§ **YOUR INSTRUCTIONS**
With the pictures set aside, return the lines below exactly, beginning at the first and ending at the line containing "box: [0, 197, 423, 276]".

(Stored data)
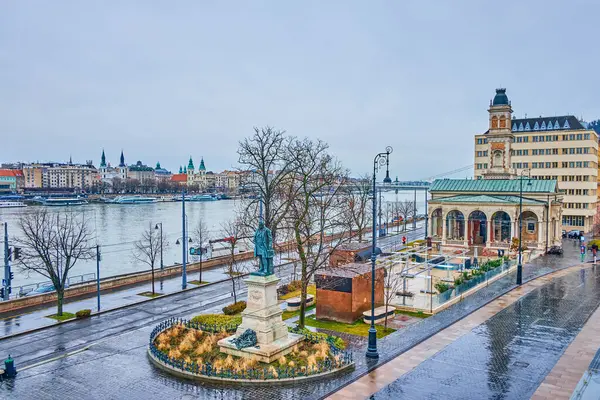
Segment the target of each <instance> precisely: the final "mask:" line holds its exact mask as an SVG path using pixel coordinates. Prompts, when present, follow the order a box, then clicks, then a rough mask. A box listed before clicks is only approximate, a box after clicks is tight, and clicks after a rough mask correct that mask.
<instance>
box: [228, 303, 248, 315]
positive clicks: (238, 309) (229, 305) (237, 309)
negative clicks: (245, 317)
mask: <svg viewBox="0 0 600 400" xmlns="http://www.w3.org/2000/svg"><path fill="white" fill-rule="evenodd" d="M245 309H246V302H245V301H238V302H237V303H233V304H230V305H228V306H225V307H223V314H225V315H235V314H239V313H241V312H242V311H244V310H245Z"/></svg>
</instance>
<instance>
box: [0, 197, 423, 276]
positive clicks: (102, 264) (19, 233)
mask: <svg viewBox="0 0 600 400" xmlns="http://www.w3.org/2000/svg"><path fill="white" fill-rule="evenodd" d="M395 199H396V195H395V194H393V193H384V194H383V197H382V200H383V202H386V201H390V202H391V201H394V200H395ZM398 199H399V200H400V201H402V200H404V199H409V200H412V199H413V194H411V193H407V192H401V193H399V194H398ZM239 205H240V200H219V201H209V202H186V203H185V209H186V215H187V219H188V232H189V233H188V236H192V237H193V231H194V228H195V227H196V226H197V224H198V221H199V220H200V219H202V220H203V221H204V223H205V224H206V226H207V228H208V230H209V231H210V233H209V235H210V237H211V238H212V239H215V238H222V237H223V236H224V235H223V232H222V228H221V224H222V223H224V222H226V221H228V220H230V219H232V218H234V216H235V209H236V207H237V206H239ZM34 207H40V206H32V207H27V208H11V209H9V208H5V209H0V222H2V223H3V222H7V223H8V230H9V243H11V242H12V240H11V239H12V238H14V237H15V236H18V235H19V234H20V232H19V228H18V224H17V222H18V219H19V216H20V215H22V213H26V212H30V210H32V209H33V208H34ZM417 208H418V212H419V213H423V212H424V199H423V194H422V193H419V194H418V199H417ZM64 210H75V211H77V212H85V213H86V217H87V218H88V219H89V221H90V227H91V229H92V231H93V232H94V235H93V236H94V237H97V241H98V244H99V245H100V246H101V249H102V261H101V264H100V276H101V277H103V278H104V277H107V276H113V275H119V274H124V273H129V272H136V271H141V270H147V269H149V267H148V265H146V264H144V263H142V262H140V261H137V260H135V259H134V257H133V251H134V242H135V241H137V240H140V238H141V235H142V233H143V231H144V230H145V229H147V228H148V226H150V225H151V226H152V227H154V225H155V224H156V223H159V222H162V224H163V232H164V234H165V236H166V238H167V242H168V243H167V244H168V245H167V246H166V247H165V249H164V255H163V257H164V264H165V265H173V264H175V263H181V261H182V249H181V245H176V241H177V239H178V238H180V237H181V236H182V219H181V202H159V203H150V204H93V203H91V204H87V205H83V206H77V207H51V208H50V211H53V212H54V211H64ZM383 210H384V212H385V207H384V209H383ZM384 215H385V214H384ZM2 238H3V232H2ZM93 244H95V241H94V243H93ZM11 245H12V244H11ZM2 249H4V246H2ZM3 252H4V250H2V254H3ZM3 255H4V254H3ZM2 260H3V258H2ZM190 261H192V260H190ZM158 266H159V265H158V262H157V265H156V267H158ZM12 270H13V271H14V274H15V278H14V280H13V282H12V286H13V288H14V287H17V286H21V285H28V284H32V283H38V282H43V281H47V280H48V279H47V278H45V277H43V276H41V275H38V274H36V273H27V272H24V271H20V270H19V268H18V267H15V266H13V268H12ZM0 271H2V272H0V276H1V277H4V273H3V272H4V271H3V269H0ZM95 272H96V261H95V260H89V261H88V260H82V261H78V262H77V264H76V265H75V266H74V267H73V269H72V270H71V272H70V275H69V276H75V275H83V274H89V273H95Z"/></svg>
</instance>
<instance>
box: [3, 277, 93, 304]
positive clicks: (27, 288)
mask: <svg viewBox="0 0 600 400" xmlns="http://www.w3.org/2000/svg"><path fill="white" fill-rule="evenodd" d="M95 280H96V274H95V273H89V274H83V275H74V276H71V277H69V278H67V285H66V287H70V286H72V285H79V284H82V283H87V282H93V281H95ZM48 286H50V287H51V288H50V289H49V290H45V291H39V292H36V294H43V293H51V292H54V286H53V283H52V282H51V281H44V282H38V283H31V284H29V285H22V286H15V287H13V288H12V289H13V293H14V294H13V295H11V298H18V297H23V296H27V295H28V294H30V293H32V292H35V291H37V290H38V289H39V288H40V287H48Z"/></svg>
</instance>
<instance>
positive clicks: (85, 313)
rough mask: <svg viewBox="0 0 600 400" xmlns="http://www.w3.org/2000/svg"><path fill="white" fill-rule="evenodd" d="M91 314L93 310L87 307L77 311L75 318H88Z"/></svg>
mask: <svg viewBox="0 0 600 400" xmlns="http://www.w3.org/2000/svg"><path fill="white" fill-rule="evenodd" d="M91 314H92V310H90V309H87V308H86V309H84V310H79V311H77V312H76V313H75V318H77V319H81V318H88V317H89V316H90V315H91Z"/></svg>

§ **ANSWER AREA**
Segment the target of each <instance> precisely: the final "mask:" line holds its exact mask as an SVG path using pixel coordinates. Prompts, when present, follow the order a box, then clicks, then a rough mask. A box listed before clicks is only approximate, a box after clicks is tight, and clicks after a rough mask correct that mask.
<instance>
box: [228, 303, 248, 315]
positive clicks: (238, 309) (229, 305) (237, 309)
negative clicks: (245, 317)
mask: <svg viewBox="0 0 600 400" xmlns="http://www.w3.org/2000/svg"><path fill="white" fill-rule="evenodd" d="M245 309H246V302H245V301H238V302H237V303H233V304H230V305H228V306H225V307H223V314H225V315H235V314H239V313H241V312H242V311H244V310H245Z"/></svg>
</instance>
<instance>
box: [0, 197, 423, 276]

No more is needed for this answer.